_課題_
A - 入院生活についての文章では、病室の温度は何度に設定されているか。
B - 入院生活についての文章を、「病室にはプリペードカード式の」から「報を得て大いに驚いてみたい。」まで、終わりの語句も含めて一字一句そのまま書き写せ。

_提示文_

_ _ _ _ _ _ _

まだ以前の仕事を目まぐるしくこなしていた頃、少しくらいなら入院してみたいかもと考えたことがあった。昨年からライフワークが大きく変わり自由な時間も多く過ごせるようになった今、皮肉にも夢見ていた入院生活を体験できるとは。
入院生活も数日が過ぎ、おかげさまで俺の体調は順調に回復傾向にある。夜になるとまだ熱が上がってしまうが、日中は普段と何も変わらない。今日になってやっと点滴の管も外してもらった。入院患者なので病院外に出ることはできないルールのもと、読書やネットサーフィンや館内散策であまり退屈せずに過ごせている。退院の見通しは来週だが、それまでこの入院生活を満喫しようではないか。
季節ははすっかり夏になったらしい。俺が入院する前も確かに暑かったが、それ以上に暑い毎日だと聞いている。朝晩はひんやりしていたのに、今は寝苦しい夜がずっと続いているそうだ。26℃の温度に設定された快適な病室の中では、窓の外に見える真夏の風景から実際の外気温を想像するだけだ。
病院食はまずい、という俺の固定観念は入院してすぐに崩壊した。今はおいしい白ごはんだが、3日目までは味も塩気もないおかゆにがっかりした。しかしおかずは思いのほかおいしくいただいている。はんぺんや豆腐など食材は明らかに消化の良いものを使ったいわば病人食が多いが、味付けはしっかりしている。フルーツやデザート、牛乳が出るのもうれしい。きっちり決まった時間に3食を食べられるし、栄養管理やバランスも考慮されているし、ここにいれば安静にしていても極端な体重増加で太ることはないだろう。
病室にはプリペードカード式のTVもあるし、デイルームにも共有の大型TVが置かれているが、入院してから俺は一切TVを見ていない。退屈だろうと父が持ってきた新聞にも目を通さず、外の情報を一切遮断している。西野ジャパンがベルギー戦で負けたとか歌丸さんが本当に亡くなったとか、そんな情報はうっすら入ってくるが、退院した時に他人よりも遅れた情報を得て大いに驚いてみたい。
こんなにまで入院生活を楽しんでいる俺だが、それでも病院が嫌いじゃなくなるなんてことはないんだろうな。



2018年06月30日(土)
Vol.868 今日から入院します!

おはようございます。りょうちんです。

本当は昨日まで別の話題を記そうとずっと考えていたのだが、今日になって事態が急転直下した。なんと俺、今日から入院します!

_ _ _ _ _ _ _

_抜粋項目_
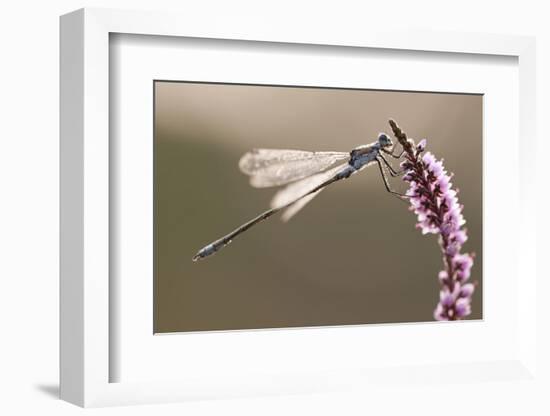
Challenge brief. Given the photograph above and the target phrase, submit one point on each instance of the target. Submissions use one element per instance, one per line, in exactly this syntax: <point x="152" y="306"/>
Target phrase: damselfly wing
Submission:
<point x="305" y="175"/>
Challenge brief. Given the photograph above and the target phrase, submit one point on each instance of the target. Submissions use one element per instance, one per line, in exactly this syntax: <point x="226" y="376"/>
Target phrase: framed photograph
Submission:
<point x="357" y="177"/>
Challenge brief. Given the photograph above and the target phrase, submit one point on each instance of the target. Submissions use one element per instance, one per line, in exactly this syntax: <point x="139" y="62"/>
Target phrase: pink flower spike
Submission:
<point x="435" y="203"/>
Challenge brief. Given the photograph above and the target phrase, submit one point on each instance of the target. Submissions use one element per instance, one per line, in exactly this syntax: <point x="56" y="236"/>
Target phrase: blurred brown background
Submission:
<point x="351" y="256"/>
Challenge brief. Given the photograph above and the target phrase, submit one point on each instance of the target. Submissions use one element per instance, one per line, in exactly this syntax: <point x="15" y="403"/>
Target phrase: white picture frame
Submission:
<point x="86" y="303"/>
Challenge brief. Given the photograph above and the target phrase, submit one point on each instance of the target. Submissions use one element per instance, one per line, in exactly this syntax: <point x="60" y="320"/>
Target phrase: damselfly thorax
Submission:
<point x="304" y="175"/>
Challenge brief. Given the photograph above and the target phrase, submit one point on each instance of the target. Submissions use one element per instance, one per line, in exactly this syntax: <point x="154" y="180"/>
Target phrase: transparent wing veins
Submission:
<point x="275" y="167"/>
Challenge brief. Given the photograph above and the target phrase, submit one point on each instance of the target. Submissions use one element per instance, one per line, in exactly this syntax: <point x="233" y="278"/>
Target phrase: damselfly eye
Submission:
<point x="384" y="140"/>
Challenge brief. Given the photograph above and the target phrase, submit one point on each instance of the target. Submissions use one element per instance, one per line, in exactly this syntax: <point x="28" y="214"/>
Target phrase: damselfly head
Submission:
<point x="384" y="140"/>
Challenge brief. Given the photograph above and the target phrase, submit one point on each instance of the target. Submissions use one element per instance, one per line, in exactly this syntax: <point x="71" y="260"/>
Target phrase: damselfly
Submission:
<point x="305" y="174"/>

_ _ _ _ _ _ _

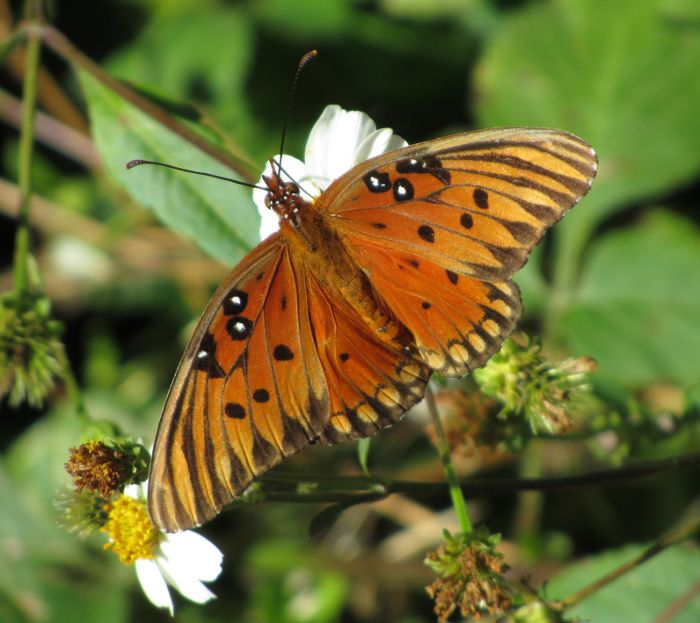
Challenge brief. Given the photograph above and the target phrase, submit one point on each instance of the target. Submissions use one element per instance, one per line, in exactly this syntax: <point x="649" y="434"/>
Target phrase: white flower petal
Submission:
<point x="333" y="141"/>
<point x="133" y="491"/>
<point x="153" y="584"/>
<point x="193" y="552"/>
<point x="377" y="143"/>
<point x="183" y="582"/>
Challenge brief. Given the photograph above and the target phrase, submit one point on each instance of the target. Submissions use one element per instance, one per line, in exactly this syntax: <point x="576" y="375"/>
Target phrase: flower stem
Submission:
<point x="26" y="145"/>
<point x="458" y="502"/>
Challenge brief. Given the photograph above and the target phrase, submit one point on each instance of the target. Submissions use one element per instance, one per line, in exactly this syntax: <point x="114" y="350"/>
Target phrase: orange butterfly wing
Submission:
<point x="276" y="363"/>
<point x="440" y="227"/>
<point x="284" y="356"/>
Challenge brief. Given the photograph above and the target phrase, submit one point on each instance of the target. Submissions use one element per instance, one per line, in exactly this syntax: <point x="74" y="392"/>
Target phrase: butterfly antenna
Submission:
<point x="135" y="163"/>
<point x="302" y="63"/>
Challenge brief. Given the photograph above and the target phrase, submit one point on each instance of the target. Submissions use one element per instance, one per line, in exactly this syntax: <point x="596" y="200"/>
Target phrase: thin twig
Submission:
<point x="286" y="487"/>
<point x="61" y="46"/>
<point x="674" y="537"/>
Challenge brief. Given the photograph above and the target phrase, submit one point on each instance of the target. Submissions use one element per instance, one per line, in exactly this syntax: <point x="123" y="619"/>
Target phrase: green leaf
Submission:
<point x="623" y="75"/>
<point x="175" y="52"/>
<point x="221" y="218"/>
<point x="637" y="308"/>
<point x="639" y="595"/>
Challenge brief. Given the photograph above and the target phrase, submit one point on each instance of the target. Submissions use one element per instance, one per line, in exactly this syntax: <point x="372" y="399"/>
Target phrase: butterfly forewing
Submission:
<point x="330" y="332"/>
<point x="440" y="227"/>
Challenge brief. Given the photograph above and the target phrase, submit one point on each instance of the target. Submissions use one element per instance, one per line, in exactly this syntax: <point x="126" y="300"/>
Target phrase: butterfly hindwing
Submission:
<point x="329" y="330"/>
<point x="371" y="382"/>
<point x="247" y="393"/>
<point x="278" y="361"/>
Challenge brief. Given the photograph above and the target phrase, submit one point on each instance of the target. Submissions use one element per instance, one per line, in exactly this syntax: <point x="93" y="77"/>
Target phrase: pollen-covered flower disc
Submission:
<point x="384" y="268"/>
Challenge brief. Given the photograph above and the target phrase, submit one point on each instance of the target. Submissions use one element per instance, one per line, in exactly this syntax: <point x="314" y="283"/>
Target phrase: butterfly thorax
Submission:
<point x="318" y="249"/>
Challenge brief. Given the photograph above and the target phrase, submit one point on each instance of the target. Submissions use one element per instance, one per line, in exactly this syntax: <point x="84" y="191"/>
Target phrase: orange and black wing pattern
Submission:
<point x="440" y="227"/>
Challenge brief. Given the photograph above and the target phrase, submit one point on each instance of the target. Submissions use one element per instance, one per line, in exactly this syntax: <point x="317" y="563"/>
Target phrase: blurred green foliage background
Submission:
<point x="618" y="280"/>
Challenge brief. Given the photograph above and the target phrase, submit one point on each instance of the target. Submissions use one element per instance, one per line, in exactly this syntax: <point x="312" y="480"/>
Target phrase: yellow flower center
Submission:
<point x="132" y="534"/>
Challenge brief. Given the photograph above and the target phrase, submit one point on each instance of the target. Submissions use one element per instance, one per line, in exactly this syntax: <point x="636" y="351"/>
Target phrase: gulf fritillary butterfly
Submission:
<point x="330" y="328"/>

_ _ _ _ _ _ _

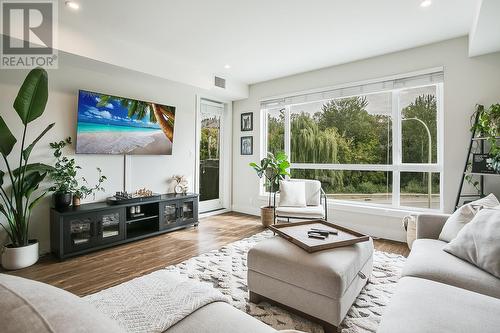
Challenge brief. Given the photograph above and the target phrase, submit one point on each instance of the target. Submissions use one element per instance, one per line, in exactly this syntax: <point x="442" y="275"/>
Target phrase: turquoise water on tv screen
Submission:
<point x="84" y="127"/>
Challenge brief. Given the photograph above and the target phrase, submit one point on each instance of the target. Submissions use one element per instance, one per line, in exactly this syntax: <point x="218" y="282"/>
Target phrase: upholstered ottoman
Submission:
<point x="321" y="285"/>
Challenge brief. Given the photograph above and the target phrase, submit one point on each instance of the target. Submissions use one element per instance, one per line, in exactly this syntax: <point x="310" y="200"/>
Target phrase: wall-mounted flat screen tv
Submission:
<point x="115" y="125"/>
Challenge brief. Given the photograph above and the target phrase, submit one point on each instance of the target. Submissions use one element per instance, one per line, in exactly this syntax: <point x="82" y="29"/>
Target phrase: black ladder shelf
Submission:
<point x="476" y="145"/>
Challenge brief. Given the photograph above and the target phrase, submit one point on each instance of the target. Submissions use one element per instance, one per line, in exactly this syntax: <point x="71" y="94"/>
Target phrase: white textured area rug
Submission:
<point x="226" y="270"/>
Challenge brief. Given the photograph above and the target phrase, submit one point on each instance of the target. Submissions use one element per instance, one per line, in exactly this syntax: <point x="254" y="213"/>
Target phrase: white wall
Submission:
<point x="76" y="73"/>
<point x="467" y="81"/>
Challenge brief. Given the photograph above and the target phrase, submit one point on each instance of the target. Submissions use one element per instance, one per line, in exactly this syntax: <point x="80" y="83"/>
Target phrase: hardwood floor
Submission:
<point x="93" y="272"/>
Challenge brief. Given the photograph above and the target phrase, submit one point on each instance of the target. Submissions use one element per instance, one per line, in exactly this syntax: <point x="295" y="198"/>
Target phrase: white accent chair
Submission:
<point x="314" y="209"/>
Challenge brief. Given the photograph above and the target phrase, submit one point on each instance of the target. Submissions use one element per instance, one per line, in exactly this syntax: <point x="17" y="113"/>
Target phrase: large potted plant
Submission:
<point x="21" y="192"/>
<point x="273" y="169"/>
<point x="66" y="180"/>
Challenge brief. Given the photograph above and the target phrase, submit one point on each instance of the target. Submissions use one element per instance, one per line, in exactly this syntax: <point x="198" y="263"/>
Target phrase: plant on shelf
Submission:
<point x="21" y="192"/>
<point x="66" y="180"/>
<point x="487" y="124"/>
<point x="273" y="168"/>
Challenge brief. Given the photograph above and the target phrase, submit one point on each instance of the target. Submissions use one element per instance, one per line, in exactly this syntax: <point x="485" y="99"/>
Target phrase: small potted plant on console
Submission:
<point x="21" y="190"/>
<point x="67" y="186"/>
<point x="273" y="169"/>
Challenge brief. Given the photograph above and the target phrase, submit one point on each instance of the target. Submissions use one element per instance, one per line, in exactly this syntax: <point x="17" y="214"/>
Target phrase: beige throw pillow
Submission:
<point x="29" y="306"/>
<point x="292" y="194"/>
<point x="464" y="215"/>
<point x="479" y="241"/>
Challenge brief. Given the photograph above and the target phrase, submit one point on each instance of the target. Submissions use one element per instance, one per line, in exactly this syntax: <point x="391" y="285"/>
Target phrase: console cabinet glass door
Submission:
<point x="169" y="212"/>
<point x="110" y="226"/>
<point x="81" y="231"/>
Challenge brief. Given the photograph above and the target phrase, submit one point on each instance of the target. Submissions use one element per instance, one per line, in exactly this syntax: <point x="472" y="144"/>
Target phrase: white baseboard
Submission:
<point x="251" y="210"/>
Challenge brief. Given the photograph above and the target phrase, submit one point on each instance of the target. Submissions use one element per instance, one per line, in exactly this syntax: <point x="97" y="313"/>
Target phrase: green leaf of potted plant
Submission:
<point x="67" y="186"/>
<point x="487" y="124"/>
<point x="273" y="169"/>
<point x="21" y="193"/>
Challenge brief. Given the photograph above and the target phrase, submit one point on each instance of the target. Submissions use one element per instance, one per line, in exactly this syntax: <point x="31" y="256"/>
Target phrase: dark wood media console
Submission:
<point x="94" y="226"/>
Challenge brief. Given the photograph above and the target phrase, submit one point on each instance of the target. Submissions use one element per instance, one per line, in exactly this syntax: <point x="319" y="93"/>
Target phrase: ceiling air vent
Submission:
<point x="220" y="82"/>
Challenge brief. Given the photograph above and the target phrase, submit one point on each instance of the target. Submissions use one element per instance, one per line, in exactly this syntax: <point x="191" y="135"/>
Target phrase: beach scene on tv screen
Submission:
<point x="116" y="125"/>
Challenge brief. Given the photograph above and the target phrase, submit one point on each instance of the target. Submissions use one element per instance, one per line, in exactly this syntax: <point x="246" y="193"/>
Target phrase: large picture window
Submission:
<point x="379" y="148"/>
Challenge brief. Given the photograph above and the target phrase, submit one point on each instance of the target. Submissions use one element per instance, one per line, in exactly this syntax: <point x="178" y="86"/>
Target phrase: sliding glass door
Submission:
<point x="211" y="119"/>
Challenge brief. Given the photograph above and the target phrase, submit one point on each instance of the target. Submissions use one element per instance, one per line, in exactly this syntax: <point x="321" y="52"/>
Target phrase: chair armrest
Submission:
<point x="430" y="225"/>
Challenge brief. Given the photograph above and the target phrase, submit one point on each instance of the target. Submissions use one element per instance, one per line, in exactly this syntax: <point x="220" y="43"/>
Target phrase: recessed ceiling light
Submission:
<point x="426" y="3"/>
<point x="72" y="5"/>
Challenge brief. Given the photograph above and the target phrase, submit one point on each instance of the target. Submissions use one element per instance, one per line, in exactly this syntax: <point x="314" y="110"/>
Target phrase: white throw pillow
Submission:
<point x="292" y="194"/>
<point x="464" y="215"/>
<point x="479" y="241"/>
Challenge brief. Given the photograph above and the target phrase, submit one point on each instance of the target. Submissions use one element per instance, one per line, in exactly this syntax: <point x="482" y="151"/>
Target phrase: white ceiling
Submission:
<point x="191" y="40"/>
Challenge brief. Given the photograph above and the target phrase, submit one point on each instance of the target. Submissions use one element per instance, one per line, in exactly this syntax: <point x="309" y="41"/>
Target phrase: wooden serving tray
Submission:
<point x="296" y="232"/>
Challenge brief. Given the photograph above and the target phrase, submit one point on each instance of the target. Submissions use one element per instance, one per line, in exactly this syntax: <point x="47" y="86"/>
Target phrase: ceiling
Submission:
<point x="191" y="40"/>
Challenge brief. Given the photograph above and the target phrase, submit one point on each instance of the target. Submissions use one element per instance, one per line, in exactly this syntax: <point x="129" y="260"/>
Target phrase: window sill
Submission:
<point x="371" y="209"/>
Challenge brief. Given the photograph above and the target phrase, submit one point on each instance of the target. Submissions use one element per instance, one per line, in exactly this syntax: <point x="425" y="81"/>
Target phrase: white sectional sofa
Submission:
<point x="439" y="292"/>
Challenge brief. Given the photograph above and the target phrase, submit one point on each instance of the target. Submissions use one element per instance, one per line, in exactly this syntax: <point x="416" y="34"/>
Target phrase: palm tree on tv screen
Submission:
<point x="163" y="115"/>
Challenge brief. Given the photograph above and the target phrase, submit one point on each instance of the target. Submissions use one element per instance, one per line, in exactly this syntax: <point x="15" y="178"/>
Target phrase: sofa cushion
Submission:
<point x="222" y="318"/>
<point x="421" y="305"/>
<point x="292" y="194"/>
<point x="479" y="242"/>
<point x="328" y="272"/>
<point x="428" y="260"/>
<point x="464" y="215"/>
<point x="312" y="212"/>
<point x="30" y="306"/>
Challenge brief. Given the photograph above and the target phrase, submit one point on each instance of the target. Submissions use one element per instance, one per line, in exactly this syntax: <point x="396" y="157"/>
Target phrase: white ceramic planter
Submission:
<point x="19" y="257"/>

_ _ _ _ _ _ _

_想定解答_
A - 26℃

B -
病室にはプリペードカード式のTVもあるし、デイルームにも共有の大型TVが置かれているが、入院してから俺は一切TVを見ていない。退屈だろうと父が持ってきた新聞にも目を通さず、外の情報を一切遮断している。西野ジャパンがベルギー戦で負けたとか歌丸さんが本当に亡くなったとか、そんな情報はうっすら入ってくるが、退院した時に他人よりも遅れた情報を得て大いに驚いてみたい。